- WORK TO COMPLETE: Copy the entries exactly. Leave nothing out and add nothing.

PROVIDED RECORDS Block Start

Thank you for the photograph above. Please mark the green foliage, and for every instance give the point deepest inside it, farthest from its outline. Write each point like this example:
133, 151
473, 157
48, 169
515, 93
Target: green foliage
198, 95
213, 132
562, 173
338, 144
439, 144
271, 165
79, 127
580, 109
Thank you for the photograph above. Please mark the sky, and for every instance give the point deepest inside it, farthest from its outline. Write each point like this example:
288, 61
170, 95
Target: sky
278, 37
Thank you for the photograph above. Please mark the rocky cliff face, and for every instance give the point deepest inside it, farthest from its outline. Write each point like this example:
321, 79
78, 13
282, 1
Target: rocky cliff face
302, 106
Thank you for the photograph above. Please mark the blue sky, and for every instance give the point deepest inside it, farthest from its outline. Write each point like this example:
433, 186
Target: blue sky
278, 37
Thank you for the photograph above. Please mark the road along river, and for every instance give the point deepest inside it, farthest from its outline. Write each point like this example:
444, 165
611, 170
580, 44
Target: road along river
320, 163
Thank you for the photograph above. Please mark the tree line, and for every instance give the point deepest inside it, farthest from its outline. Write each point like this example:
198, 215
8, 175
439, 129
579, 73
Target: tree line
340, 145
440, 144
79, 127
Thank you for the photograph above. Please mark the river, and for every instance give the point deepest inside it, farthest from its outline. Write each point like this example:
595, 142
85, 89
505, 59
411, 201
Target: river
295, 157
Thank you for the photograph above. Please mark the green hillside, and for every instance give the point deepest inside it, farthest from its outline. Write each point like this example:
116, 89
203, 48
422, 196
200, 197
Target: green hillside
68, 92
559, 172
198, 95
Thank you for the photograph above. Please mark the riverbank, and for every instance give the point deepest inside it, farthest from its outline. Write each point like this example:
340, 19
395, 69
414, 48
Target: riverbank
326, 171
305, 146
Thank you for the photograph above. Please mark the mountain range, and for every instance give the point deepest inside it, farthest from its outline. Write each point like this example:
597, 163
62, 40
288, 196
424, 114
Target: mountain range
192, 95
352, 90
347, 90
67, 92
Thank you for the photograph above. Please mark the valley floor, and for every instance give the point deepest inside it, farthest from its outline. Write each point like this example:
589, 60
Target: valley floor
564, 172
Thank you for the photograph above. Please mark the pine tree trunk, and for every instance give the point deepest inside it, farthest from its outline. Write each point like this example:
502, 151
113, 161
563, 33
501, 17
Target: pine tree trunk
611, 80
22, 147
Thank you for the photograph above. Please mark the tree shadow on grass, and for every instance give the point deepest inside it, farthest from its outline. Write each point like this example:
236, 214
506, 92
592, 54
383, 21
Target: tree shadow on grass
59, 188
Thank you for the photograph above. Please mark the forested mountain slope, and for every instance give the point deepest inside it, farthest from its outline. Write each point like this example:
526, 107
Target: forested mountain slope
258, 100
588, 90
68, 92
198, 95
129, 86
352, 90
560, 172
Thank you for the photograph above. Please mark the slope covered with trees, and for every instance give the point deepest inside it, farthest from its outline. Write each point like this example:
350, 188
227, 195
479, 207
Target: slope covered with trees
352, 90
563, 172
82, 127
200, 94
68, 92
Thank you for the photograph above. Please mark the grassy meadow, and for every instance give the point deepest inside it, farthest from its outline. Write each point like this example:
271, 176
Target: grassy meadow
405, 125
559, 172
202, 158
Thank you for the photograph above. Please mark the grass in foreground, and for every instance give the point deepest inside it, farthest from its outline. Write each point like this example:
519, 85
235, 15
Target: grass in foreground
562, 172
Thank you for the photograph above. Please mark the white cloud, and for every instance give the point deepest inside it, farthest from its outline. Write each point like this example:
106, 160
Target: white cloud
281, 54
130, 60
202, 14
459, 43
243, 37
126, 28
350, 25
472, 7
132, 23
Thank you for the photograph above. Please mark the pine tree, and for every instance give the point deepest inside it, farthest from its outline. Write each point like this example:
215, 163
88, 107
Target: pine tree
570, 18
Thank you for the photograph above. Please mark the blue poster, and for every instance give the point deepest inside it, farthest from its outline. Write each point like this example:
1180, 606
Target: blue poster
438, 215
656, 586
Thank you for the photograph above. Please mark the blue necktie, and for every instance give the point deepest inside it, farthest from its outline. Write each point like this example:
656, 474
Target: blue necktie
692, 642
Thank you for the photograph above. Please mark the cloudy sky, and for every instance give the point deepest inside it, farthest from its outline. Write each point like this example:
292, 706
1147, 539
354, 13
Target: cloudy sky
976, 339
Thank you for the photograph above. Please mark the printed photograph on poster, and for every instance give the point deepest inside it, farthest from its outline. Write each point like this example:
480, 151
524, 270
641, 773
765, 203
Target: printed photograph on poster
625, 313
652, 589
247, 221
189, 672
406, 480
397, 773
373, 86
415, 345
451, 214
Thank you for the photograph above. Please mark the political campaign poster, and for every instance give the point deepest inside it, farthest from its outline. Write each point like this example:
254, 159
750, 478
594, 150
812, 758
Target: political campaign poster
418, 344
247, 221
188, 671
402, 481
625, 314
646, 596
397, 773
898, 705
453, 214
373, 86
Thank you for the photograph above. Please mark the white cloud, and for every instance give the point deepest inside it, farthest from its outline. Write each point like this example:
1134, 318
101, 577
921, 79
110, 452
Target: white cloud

PROVIDED RECORDS Block End

- OUTPUT OF THE EXERCISE:
Thank you for the photograph above. Please mark the green foliage, and for every instance give the point deepest inside it, farthest from its outline. Write each point like this example:
133, 151
473, 157
48, 169
515, 93
Target: green foliage
198, 95
213, 132
562, 173
338, 144
439, 144
271, 165
79, 127
580, 109
Thank you for the photograph above. Please mark the sky, and for every instance give the point deepest inside it, farthest from its outline. Write each point like this example:
288, 61
170, 95
Target: sky
278, 37
Thank you for the photograph above. Please mark the rocky cliff face, and for every instance give the point deepest inside it, farthest from its outline. Write each point like this example:
321, 79
78, 13
282, 1
Target: rocky cliff face
302, 106
Thank you for the photograph above. Please mark the blue sky, and for every instance give the point deepest inside it, farthest from its outline. Write each point like this example:
433, 186
Target: blue sky
278, 37
Thank you for the photograph above. Please mark the road along river, and for every instance give the point deepest inside it, farthest from its outline. Write each point like this example:
444, 165
611, 170
580, 44
Target: road along river
320, 163
Thank you for the photograph above. Please mark the tree line, and for every instance give the point deepest inside it, farthest from its outline. Write each point like this example:
198, 215
8, 175
439, 129
579, 73
Target: tree line
340, 145
440, 144
79, 127
Thank you for the photograph above. Please mark the river, and for every instance give the point deepest inside it, farthest from its outline. Write each point like this example:
595, 142
85, 89
505, 59
411, 201
Target: river
295, 157
Thank you for the photograph above. Please mark the green hillside, and for every instance give the point deepest inside it, farthest from its outline. Write each point like this example:
116, 89
203, 48
422, 196
200, 197
Target: green hillside
68, 92
559, 172
198, 95
Thank you for the photograph above. Please mark the riverbank, and for every instance give the point deepest inside it, farthest from its outline. Write each point like this example:
340, 19
395, 69
414, 48
Target: riverbank
326, 171
305, 146
Thank you for the photograph above. Please mark the mountain range, and for every instance give the point deepest inside it, farthest from its outline. Write each point like this example:
597, 163
62, 40
288, 196
424, 114
Target: mountain range
192, 95
352, 90
347, 90
67, 92
Thank you for the photograph above. Please mark the valley floor, and for every instance give the point deepest inside it, farthest from its outline. Write each point like this example:
589, 60
Target: valley floor
564, 172
Thank you for the photograph above. Please mark the pine tree trunk, and for every instance give the point deepest inside it, farthest from its outline. Write each point like this example:
502, 151
113, 161
563, 33
501, 17
Target: pine tree trunk
611, 80
22, 147
Thank you for the photograph above. Please mark the tree shadow on grass, and for every instance give the point deepest inside it, farthest from its outline. Write each point like this example:
236, 214
506, 92
592, 54
383, 21
Target: tree shadow on grass
59, 188
Thank you for the photograph above. Please mark the forested mountain slope, and for every instance give the point deepest inside it, farthest from its outline. Write each point like this example:
526, 107
Target: forested mountain slope
258, 100
588, 90
68, 92
198, 95
129, 86
352, 90
560, 172
Thank you for the photograph above. Please mark the slope covered with trees, and for every instance give the point deepest inside it, farthest from its outline. Write each point like this example:
350, 188
227, 195
479, 207
Target: slope covered with trees
352, 90
563, 172
82, 127
200, 94
68, 92
Thank you for the photograph above. Please mark the grassy meadow, and for every instance give the point deepest inside it, farthest from its outline. Write each point like this example:
271, 176
Target: grassy meadow
405, 125
559, 172
202, 158
Thank you for the photograph above. Please mark the grass in foreground, and for every instance give the point deepest inside it, farthest from its outline. Write each point like this example:
519, 85
235, 15
Target: grass in foreground
562, 172
Thank you for the photograph above. Please mark the white cloud, and for every instance give the point deepest inside it, farthest from its outline. Write each point like this example:
106, 160
Target: white cloud
281, 54
130, 60
202, 14
459, 43
243, 37
126, 28
350, 25
472, 7
132, 23
Thank you for the photograph above. Please mark the pine tree, and for every instance give the point deepest inside it, farthest from its outline. Write each point like this example:
215, 163
88, 107
Target: pine tree
570, 18
Thank you for the photograph above. Please mark the blue poster, and for every instance give the point deepest inside it, farthest from its outline. Write each point like this example:
1180, 606
Target: blue poster
438, 215
656, 586
Thank you for the photograph above. Please mark the blue necktie, and for every instance give the point deepest inside it, farthest from its outline. Write each point like this example:
656, 474
Target: blue necktie
692, 642
Thank you for the photograph above. Please mark the cloudy sky, and for every instance give the point deepest inside it, farthest from its outline. Write each point like this example:
292, 706
1147, 539
354, 13
Target: cloudy sky
976, 339
Thank you for the photograph above. Please mark the printed photograph on poster, and for every instance give the point deepest inside it, farthest from its outline. Write each point like this example:
480, 151
524, 270
641, 773
765, 203
Target: printed photograph on poster
625, 313
652, 589
247, 221
189, 672
406, 480
397, 773
373, 86
415, 345
451, 214
Thank you for the photograph above. Please mark the political campaign poster, and for every instance give the point deepest inside it, farthest from its outline. Write each point like this example:
254, 159
750, 478
594, 150
812, 758
Target: political campaign poster
418, 344
247, 221
188, 671
402, 481
625, 314
646, 596
397, 773
898, 705
453, 214
373, 86
Thank you for the photograph above. Please mark the white cloud, and for every instance give the point deepest inside it, farthest from its outline. Write each point like this example:
1134, 318
101, 577
921, 79
110, 452
Target: white cloud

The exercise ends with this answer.